• [AUSGANGSTEXT]

Ich denke die Preise sind wie der Rest mit einem Augenzwinkern zu betrachten oder beinhaltet Nebenkosten wie Popcorn & Softdrink in Eimereinheiten.😉

Wobei ... das wäre eine echte Marktlücke ...
Film sehen & kuriert sein wär das Geld allemal wert. 😁


----------



## Calewin (9. Juli 2022)

Der Plot für Teil 5: Thor verirrt sich mit dem Bifrøst, macht eine unfreiwillige Zeitreise und trifft im alten Sparta auf Kratos, fertig.
…wird ein Kurzfilm. ^^


----------



## Gast1661893802 (9. Juli 2022)

Calewin schrieb:


> Der Plot für Teil 5: Thor verirrt sich mit dem Bifrøst, macht eine unfreiwillige Zeitreise und trifft im alten Sparta auf Kratos, fertig.

• [AUFGABE]
Beantworte bitte diese Fragen zum Ausgangstext:
1. Welche Nebenkosten werden als mögliche Erklärung für die Preise genannt?
2. An welchem Ort trifft Thor im Plot für Teil 5 auf Kratos?
3. Von welchem Datum stammt der Beitrag von Calewin?

• [ENTNOMMENES MATERIAL]
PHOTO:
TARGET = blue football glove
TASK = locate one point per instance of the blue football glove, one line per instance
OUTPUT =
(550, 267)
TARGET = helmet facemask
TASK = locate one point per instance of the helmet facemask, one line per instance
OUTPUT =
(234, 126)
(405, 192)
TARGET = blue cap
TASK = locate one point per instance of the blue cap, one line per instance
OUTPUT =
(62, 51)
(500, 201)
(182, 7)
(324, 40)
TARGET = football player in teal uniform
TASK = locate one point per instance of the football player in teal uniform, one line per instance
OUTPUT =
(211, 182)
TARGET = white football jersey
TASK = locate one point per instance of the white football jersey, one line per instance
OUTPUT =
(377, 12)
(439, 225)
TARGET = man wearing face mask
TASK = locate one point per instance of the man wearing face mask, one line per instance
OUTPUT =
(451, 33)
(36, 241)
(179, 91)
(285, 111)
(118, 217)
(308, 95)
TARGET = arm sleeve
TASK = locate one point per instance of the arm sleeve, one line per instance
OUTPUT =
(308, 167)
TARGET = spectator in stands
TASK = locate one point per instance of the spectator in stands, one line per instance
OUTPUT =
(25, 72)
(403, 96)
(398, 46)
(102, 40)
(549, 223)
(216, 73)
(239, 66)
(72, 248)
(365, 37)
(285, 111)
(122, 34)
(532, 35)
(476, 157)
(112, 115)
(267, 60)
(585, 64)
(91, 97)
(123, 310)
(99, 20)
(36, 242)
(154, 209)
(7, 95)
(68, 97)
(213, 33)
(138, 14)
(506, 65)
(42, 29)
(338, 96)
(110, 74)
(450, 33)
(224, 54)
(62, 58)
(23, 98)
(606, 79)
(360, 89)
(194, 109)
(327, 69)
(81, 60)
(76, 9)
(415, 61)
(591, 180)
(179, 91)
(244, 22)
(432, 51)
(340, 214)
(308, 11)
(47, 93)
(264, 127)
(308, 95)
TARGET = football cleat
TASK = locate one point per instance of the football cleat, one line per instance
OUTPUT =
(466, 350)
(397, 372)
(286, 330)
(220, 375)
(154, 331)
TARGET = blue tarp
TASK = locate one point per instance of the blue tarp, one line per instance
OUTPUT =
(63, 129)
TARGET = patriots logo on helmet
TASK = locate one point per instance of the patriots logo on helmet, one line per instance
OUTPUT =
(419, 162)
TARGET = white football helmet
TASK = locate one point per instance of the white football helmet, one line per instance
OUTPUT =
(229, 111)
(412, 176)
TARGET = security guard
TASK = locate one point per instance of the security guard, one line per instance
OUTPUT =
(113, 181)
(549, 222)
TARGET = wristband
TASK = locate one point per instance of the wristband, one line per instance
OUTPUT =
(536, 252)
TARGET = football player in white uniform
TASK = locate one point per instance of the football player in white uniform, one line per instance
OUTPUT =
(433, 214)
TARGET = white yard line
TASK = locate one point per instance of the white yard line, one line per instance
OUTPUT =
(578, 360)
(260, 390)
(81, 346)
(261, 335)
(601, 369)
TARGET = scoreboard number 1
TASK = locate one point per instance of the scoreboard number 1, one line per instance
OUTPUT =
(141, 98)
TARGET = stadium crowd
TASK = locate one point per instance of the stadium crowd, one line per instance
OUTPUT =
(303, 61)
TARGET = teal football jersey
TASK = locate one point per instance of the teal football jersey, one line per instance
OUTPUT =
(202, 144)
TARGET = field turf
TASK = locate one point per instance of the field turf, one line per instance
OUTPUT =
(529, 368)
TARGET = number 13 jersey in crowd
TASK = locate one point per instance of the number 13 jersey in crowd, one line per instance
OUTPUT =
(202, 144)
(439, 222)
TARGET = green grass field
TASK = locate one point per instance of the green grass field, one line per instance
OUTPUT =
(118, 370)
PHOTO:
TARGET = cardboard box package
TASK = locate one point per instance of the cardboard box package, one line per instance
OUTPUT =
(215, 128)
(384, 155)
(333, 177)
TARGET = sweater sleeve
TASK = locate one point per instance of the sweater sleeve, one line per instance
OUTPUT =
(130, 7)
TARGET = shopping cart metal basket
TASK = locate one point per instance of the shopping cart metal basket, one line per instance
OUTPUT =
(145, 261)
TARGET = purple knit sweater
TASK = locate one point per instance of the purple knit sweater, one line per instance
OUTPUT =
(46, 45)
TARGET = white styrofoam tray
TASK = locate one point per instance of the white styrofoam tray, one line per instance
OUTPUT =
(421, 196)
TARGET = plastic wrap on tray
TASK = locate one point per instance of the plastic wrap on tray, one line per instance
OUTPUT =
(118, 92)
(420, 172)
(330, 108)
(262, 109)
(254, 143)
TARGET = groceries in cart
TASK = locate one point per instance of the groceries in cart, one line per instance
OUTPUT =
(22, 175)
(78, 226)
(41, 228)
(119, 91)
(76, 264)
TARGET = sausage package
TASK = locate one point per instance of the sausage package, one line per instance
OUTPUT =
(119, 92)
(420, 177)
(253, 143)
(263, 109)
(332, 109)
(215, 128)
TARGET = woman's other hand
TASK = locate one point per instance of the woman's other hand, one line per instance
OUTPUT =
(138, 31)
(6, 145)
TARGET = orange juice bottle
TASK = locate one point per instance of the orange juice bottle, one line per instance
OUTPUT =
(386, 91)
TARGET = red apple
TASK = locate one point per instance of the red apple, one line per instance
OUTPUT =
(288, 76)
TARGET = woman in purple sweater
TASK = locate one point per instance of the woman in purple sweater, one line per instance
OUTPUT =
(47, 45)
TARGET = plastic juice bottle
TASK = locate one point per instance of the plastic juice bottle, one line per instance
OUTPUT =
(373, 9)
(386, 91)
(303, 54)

• [LÖSUNG]
1. Popcorn & Softdrink in Eimereinheiten
2. Im alten Sparta
3. 9. Juli 2022